WORK INSTRUCTION A: In the TD-MPC text, what rank of the latent vectors' covariance matrix indicates representation collapse?
WORK INSTRUCTION B: Rewrite the paragraph of the TD-MPC text that begins "Diagnostic rule (representation collapse)" as a short bulleted list that keeps its main facts.

TEXT PASSAGE:
TD-MPC-Specific Metrics

TD-MPC (Latent MPC)

In P04 you implemented TD-MPC with CEM shooting and compared its reward curve against the Dreamer Actor-Critic from P03.

The core requirement of TD-MPC is that representations produced by the encoder h = enc(o) at different time steps must be mutually consistent, so that MPC can plan effectively in latent space.

Latent Consistency Loss

$${\mathcal{L}}_{\text{consist}}=\parallel \text{sg}(h_{t+1})-f(h_t,a_t){\parallel }^2$$

where f is the dynamics function and sg denotes stop-gradient. This loss measures the distance between "the next state predicted by the dynamics function" and "the next observation directly encoded by the encoder."

Diagnostic rule (representation collapse): If the consistency loss decreases further after removing sg, the encoder has degenerated into an identity mapping, compressing all states to a single point. Formal diagnosis: on the validation set, inspect the rank of the covariance matrix of the latent vectors; a rank close to 1 indicates collapse. (The sg mechanism is discussed in Lecture 3 Part B, TD-MPC section.)

RECORDS:
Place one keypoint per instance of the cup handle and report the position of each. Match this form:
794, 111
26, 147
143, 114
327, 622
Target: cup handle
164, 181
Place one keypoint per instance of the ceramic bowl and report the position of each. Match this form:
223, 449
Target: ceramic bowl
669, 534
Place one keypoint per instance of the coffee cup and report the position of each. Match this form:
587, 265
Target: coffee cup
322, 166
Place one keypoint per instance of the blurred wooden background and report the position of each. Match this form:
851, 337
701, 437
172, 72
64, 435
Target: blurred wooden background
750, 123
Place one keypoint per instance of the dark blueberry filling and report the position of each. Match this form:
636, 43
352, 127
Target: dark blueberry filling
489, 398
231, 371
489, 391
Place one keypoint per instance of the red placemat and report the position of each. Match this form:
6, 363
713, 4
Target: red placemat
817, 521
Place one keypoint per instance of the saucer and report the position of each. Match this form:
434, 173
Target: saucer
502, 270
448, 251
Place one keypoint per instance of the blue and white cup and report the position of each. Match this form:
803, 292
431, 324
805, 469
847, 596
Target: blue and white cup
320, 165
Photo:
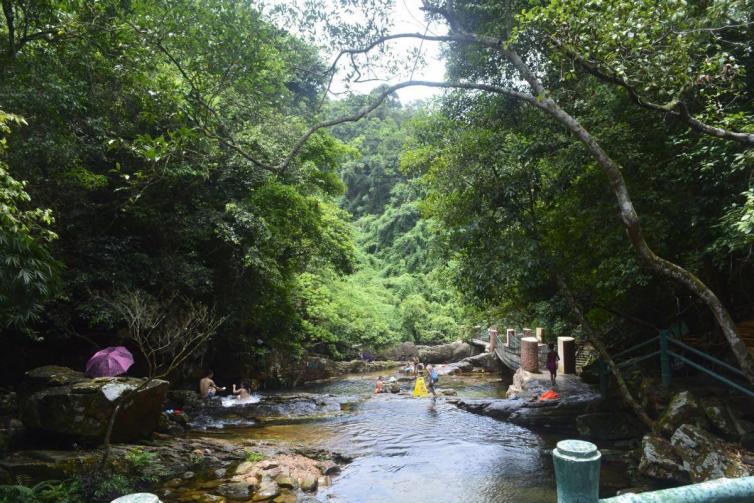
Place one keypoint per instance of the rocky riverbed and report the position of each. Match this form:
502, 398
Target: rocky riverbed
488, 439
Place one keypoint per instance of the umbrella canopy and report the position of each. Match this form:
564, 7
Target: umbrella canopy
111, 361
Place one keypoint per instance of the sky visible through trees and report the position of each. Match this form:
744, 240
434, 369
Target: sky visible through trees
560, 171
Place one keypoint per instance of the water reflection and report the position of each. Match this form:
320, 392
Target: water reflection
414, 450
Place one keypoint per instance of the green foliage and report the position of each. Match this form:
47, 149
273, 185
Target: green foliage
28, 271
49, 491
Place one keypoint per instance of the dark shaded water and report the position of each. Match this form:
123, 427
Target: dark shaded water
422, 450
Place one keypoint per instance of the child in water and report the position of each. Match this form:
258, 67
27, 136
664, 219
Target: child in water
552, 362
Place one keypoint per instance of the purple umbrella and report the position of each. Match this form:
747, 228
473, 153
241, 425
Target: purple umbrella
110, 361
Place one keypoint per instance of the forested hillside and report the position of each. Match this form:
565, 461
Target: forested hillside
126, 170
401, 289
160, 150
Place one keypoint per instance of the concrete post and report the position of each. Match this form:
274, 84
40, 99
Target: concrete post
567, 353
530, 354
493, 339
666, 372
510, 333
577, 471
604, 376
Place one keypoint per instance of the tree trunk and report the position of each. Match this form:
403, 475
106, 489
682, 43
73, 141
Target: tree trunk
596, 339
11, 25
109, 431
658, 264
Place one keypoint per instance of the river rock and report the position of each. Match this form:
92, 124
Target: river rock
308, 483
328, 468
12, 433
75, 407
706, 456
138, 498
239, 491
684, 408
659, 460
285, 481
268, 489
607, 426
286, 497
297, 406
8, 403
445, 353
721, 418
244, 468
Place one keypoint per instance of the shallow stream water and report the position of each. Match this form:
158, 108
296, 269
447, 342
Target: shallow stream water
421, 450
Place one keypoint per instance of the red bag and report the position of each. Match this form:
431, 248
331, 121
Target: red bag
550, 395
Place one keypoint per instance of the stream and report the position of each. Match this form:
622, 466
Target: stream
420, 450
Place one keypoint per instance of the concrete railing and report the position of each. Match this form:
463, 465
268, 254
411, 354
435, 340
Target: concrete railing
577, 474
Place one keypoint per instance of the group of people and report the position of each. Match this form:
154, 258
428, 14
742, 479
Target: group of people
391, 385
208, 388
426, 379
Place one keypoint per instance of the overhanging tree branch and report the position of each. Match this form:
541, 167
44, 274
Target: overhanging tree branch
676, 108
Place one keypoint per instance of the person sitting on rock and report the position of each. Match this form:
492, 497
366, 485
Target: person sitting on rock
207, 387
380, 387
243, 392
395, 387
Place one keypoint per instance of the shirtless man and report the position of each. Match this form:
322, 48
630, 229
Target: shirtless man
207, 387
241, 393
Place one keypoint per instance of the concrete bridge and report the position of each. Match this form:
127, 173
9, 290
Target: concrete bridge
527, 349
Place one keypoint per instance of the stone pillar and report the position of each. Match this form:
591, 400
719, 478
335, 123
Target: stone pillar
538, 333
567, 353
493, 339
530, 354
577, 471
509, 334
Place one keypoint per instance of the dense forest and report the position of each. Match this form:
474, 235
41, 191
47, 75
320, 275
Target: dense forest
155, 149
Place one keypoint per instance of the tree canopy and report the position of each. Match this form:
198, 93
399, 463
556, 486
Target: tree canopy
588, 156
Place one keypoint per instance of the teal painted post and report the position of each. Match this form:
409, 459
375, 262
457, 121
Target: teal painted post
604, 377
577, 471
665, 370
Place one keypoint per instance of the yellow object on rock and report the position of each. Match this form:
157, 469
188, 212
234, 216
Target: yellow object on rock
420, 390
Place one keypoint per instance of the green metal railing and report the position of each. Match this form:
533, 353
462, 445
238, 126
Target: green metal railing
577, 474
667, 351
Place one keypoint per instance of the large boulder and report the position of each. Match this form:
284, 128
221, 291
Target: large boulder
684, 408
68, 405
314, 368
445, 353
706, 456
722, 418
659, 460
401, 352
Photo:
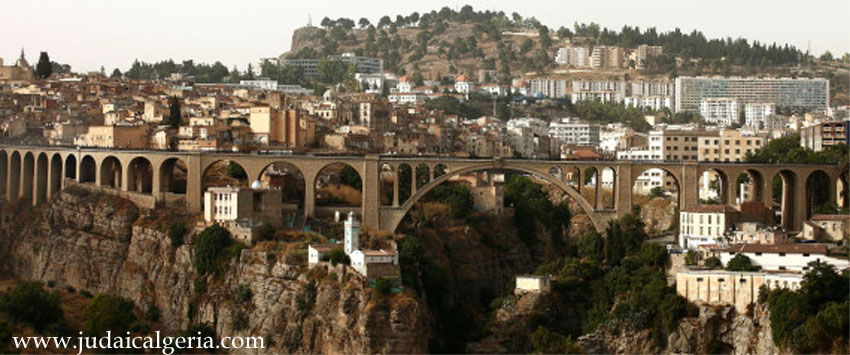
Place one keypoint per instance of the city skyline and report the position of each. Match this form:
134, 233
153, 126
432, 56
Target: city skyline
96, 33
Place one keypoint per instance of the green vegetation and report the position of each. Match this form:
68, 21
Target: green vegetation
175, 233
30, 303
611, 112
814, 318
109, 312
457, 196
532, 206
545, 342
632, 275
713, 262
175, 118
741, 263
44, 68
211, 249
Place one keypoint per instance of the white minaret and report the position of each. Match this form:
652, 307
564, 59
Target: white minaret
352, 234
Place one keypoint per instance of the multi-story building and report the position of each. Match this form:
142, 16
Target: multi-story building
783, 257
578, 57
810, 94
730, 145
756, 113
645, 51
607, 57
574, 132
720, 111
820, 135
705, 224
546, 87
310, 67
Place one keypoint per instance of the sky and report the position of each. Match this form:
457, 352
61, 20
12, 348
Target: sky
89, 33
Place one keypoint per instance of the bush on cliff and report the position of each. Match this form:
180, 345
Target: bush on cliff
30, 303
109, 312
210, 247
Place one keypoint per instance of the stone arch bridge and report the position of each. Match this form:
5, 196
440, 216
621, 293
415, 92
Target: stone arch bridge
37, 173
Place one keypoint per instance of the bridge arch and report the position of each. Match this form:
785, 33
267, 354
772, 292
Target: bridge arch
110, 172
28, 175
88, 170
55, 175
173, 174
140, 175
397, 216
14, 189
4, 172
71, 167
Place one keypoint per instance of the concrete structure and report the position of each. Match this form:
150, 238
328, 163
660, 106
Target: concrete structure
784, 92
705, 224
37, 173
783, 257
531, 283
736, 288
720, 111
825, 134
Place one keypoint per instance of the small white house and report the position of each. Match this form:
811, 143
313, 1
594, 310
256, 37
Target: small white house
531, 283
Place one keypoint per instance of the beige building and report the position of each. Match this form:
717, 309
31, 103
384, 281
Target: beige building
730, 145
736, 288
117, 136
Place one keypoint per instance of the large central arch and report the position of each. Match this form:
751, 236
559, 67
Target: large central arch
598, 220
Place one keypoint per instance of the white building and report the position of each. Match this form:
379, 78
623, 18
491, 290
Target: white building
783, 257
573, 131
756, 113
705, 225
720, 111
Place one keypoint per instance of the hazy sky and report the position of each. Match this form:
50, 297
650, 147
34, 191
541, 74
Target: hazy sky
89, 33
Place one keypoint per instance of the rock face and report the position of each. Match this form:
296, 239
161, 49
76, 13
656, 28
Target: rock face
89, 242
717, 329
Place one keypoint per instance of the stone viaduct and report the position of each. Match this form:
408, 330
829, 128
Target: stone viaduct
37, 173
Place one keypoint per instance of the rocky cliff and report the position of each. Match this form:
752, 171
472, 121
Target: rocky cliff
90, 242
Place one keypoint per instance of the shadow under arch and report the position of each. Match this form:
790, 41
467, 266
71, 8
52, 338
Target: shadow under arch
598, 224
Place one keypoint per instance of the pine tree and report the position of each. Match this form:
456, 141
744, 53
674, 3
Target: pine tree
174, 117
44, 68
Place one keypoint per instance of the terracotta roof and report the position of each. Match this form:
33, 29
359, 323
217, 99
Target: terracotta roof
799, 248
324, 247
711, 209
830, 217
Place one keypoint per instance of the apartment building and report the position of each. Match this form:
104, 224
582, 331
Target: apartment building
730, 145
575, 132
755, 114
810, 94
719, 111
820, 135
607, 57
705, 224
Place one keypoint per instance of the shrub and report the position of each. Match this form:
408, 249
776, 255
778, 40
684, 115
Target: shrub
266, 232
741, 263
30, 303
109, 312
175, 232
713, 262
209, 247
383, 286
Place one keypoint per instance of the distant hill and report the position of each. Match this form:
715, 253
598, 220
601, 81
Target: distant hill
446, 43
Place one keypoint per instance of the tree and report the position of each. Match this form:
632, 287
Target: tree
44, 68
174, 116
741, 263
109, 312
29, 302
209, 247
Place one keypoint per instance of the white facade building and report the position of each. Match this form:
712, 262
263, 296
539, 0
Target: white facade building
720, 111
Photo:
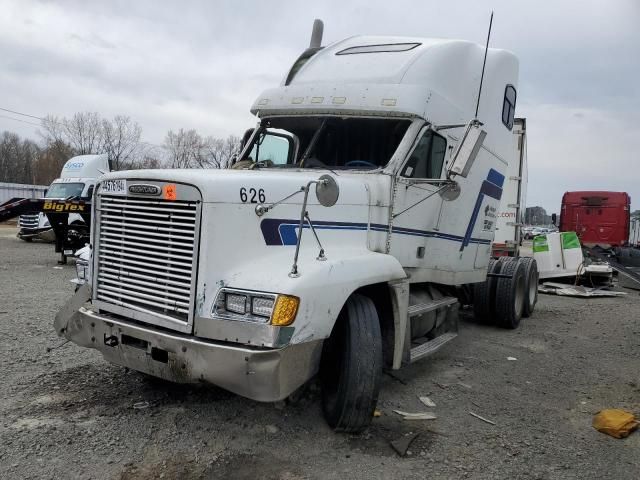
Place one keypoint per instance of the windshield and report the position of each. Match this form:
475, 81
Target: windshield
325, 142
65, 190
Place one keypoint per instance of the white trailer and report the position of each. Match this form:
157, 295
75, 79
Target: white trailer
355, 221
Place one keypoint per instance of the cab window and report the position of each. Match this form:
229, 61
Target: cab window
427, 158
271, 148
509, 106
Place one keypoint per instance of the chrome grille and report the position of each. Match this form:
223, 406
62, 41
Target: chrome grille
146, 250
30, 220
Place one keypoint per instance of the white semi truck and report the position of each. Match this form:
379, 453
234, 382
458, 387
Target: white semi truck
77, 180
358, 217
510, 217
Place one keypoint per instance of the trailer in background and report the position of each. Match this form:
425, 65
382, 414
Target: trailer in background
20, 190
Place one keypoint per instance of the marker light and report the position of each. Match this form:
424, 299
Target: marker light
262, 306
169, 191
285, 310
236, 303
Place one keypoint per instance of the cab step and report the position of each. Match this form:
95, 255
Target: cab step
420, 308
432, 346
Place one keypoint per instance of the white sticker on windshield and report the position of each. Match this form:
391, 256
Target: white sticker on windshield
114, 187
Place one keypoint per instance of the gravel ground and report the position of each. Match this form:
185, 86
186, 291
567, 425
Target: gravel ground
66, 413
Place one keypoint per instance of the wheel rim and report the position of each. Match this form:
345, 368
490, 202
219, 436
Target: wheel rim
519, 296
533, 288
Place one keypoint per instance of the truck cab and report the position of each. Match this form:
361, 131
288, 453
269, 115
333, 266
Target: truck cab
77, 180
340, 243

ANSWER A: A rank close to 1.

ANSWER B:
- Sign of collapse: the consistency loss drops further after sg is removed, meaning the encoder has degenerated into an identity mapping that compresses all states to a single point.
- Formal check: on the validation set, inspect the rank of the latent vectors' covariance matrix. A rank close to 1 means collapse.
- The sg mechanism is covered in Lecture 3 Part B, TD-MPC section.